◆ Goal of the exercise ◆
Retype, word for word, the lines from the one containing "Can you find the shovel" through the one containing "[[113, 195]]", including both of those lines.

--- Start of Available data ---

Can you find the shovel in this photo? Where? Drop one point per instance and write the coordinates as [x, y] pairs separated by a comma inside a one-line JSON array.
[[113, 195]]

--- End of Available data ---
--- Start of Available data ---

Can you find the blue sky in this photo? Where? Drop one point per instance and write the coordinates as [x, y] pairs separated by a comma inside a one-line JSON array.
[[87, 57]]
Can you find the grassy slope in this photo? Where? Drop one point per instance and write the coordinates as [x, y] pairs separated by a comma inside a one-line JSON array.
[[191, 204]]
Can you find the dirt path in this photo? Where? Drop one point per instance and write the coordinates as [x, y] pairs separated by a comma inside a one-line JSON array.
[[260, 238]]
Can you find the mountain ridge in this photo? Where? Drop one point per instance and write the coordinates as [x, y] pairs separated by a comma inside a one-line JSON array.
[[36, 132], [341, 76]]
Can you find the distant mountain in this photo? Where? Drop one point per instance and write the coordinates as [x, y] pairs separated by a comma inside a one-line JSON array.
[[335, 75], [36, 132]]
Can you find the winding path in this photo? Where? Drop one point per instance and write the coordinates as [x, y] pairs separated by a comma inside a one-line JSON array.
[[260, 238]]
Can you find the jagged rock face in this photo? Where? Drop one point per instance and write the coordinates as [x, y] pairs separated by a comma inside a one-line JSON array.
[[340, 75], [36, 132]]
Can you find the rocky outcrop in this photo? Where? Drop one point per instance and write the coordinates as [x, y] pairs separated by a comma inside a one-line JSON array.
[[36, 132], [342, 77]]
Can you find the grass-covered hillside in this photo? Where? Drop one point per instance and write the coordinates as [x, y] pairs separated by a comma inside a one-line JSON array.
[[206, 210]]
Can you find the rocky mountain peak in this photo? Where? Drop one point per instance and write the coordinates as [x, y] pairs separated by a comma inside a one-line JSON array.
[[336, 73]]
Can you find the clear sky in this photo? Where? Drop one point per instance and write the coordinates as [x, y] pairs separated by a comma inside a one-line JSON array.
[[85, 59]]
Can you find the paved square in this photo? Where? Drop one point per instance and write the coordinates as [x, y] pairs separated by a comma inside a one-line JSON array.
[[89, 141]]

--- End of Available data ---
--- Start of Available data ---

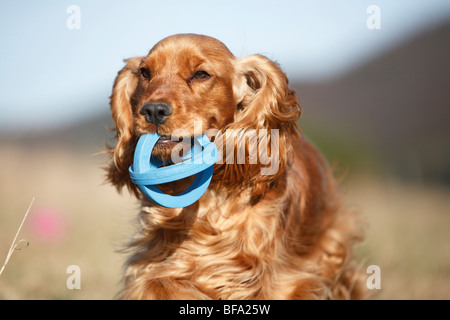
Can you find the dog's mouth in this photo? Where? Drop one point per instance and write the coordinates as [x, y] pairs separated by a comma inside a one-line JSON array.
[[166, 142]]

--- End of Available data ---

◆ Solution to the exercise ◆
Can you find the shovel in this photo? Where? Drop one point per instance and write the coordinates as [x, y] pairs separated by a comma inside a one-line JSON array.
[[113, 195]]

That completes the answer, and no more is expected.